What you have to do: Copy the lines of the records below verbatim, starting at the line that contains "form [(81, 321)]." and ending after the line that contains "[(171, 255), (178, 285)]".

Location annotation dataset excerpts:
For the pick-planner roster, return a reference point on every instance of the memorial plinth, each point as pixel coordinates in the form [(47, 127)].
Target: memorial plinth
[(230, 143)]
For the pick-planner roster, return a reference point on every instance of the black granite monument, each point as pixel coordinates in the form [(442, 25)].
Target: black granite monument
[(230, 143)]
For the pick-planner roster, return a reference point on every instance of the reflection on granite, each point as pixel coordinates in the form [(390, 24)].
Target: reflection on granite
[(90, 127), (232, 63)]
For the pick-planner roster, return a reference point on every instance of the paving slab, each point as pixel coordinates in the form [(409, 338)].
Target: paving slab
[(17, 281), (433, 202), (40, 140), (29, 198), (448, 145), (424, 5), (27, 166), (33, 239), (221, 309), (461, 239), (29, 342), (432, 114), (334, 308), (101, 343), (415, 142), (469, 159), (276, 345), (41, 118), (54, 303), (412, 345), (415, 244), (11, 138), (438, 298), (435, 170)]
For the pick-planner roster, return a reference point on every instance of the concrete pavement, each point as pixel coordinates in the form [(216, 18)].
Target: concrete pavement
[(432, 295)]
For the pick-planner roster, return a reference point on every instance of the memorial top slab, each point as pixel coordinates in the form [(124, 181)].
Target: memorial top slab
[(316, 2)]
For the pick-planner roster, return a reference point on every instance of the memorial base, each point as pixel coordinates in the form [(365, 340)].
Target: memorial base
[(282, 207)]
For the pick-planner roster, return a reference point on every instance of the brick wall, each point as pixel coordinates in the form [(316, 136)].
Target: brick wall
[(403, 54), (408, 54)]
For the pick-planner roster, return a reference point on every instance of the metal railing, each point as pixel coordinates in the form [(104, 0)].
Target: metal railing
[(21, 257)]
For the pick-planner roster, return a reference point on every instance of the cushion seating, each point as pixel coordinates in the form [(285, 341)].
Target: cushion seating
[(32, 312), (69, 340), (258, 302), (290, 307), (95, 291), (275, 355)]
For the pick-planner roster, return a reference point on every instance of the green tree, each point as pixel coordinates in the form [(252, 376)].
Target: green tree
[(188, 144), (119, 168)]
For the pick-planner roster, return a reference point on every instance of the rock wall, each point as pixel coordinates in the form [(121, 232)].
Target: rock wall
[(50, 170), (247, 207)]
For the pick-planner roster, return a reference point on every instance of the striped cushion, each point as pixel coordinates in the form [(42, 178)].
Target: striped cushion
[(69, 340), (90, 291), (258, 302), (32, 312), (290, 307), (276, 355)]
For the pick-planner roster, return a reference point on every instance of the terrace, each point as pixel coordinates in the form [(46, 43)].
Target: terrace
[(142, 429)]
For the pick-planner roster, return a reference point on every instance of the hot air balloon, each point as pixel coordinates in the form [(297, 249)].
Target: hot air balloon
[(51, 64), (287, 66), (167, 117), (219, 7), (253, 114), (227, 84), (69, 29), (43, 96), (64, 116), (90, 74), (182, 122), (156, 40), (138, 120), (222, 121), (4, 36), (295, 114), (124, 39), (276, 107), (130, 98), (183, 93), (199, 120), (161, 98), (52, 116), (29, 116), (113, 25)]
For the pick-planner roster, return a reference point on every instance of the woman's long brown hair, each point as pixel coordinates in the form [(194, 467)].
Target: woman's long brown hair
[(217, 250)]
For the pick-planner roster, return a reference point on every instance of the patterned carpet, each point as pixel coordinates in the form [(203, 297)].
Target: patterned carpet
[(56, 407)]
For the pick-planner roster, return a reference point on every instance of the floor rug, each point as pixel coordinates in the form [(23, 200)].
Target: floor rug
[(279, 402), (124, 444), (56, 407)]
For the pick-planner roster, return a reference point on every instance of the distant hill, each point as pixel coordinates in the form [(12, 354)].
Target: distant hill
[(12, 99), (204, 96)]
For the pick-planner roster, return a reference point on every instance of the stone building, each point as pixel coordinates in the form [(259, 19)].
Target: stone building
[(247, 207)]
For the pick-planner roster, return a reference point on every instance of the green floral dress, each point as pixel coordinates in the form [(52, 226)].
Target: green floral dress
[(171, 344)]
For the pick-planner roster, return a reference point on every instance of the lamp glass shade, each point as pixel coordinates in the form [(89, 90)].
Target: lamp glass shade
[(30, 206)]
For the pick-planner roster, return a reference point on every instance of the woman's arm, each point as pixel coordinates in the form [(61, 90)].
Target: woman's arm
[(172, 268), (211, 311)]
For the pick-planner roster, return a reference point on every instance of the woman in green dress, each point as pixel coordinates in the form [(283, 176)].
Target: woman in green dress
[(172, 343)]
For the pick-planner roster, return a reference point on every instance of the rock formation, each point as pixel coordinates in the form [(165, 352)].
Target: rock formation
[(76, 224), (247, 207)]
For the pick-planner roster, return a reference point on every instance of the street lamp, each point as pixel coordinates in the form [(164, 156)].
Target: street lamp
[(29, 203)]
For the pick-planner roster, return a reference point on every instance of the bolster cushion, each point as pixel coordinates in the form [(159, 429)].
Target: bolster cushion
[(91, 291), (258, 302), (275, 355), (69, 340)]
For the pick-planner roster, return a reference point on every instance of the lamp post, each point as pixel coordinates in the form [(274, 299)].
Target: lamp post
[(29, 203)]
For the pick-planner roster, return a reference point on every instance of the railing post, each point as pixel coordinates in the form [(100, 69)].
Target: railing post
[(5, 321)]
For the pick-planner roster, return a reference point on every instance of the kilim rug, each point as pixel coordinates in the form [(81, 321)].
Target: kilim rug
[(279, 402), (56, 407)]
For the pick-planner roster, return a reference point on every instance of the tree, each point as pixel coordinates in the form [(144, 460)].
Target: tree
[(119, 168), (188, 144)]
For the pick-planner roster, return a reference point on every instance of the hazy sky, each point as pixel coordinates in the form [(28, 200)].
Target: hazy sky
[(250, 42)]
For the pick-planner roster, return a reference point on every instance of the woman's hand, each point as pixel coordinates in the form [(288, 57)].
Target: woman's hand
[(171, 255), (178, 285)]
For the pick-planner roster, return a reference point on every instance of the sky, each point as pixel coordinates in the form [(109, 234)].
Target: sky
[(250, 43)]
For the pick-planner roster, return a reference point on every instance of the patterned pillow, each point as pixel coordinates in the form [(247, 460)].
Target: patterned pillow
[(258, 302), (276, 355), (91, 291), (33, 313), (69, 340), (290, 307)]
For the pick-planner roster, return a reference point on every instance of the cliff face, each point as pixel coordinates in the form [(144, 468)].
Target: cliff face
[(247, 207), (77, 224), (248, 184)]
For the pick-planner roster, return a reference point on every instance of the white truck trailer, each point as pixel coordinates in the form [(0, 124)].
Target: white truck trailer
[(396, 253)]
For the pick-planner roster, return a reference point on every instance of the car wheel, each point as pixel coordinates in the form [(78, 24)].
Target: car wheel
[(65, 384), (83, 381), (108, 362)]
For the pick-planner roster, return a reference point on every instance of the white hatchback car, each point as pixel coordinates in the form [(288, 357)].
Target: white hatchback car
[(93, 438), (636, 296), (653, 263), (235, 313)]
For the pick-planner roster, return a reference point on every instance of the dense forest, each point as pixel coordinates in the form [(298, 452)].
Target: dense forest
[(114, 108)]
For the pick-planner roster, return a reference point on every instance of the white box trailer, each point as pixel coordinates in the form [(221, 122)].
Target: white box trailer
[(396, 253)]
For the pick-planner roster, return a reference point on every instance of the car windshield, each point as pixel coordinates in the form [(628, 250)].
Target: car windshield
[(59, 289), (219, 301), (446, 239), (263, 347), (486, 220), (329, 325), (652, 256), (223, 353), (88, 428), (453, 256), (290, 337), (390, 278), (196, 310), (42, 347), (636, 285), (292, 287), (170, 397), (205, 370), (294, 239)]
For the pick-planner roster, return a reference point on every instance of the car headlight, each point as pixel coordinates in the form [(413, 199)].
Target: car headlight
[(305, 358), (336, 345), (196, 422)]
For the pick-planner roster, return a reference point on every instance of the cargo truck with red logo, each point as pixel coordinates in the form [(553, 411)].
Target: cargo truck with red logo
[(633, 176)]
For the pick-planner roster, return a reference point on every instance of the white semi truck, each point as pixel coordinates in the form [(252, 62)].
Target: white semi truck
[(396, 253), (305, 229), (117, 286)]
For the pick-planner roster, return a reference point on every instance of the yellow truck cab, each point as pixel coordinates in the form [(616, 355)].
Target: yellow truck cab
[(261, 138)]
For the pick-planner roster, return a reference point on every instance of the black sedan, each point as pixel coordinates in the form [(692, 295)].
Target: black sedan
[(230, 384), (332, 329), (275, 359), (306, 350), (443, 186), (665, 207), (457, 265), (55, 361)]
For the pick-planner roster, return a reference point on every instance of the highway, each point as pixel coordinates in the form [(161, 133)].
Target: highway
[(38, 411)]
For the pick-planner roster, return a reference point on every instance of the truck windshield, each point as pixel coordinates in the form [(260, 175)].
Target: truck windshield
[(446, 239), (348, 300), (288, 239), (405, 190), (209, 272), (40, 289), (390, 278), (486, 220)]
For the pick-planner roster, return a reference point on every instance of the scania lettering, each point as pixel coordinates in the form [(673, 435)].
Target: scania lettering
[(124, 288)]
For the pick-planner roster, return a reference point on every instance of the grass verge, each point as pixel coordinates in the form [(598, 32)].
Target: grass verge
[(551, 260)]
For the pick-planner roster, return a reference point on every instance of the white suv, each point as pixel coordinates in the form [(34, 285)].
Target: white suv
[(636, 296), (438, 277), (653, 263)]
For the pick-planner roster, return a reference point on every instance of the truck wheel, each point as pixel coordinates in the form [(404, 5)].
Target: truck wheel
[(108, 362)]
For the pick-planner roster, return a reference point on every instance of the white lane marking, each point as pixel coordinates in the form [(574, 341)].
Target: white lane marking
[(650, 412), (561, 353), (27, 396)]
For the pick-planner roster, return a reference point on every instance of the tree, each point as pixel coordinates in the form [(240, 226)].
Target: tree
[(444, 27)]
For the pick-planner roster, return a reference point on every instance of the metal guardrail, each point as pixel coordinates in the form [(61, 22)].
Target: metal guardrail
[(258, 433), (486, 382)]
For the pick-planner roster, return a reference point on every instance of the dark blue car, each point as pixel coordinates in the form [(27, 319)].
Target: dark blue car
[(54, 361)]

Full answer:
For the pick-planner roster, return a reference point on every instance of the kilim rug, each point as pixel coordinates in the form [(81, 321)].
Target: kilim rug
[(279, 402), (56, 407)]
For the pick-planner roster, return a reference point on every instance of the tree, each point as pixel coordinates in the form [(144, 460)].
Target: tree
[(119, 168), (188, 144)]
For the pick-planner roster, return a reference point on every instance of the hazy sky, each point as pixel coordinates in the form [(28, 200)].
Target: hazy sky
[(250, 42)]
For the pick-planner roster, return a reference point on every instance of the woman's hand, each point as pixel coordinates in the form [(288, 57)].
Target: woman's hand
[(171, 255), (178, 285)]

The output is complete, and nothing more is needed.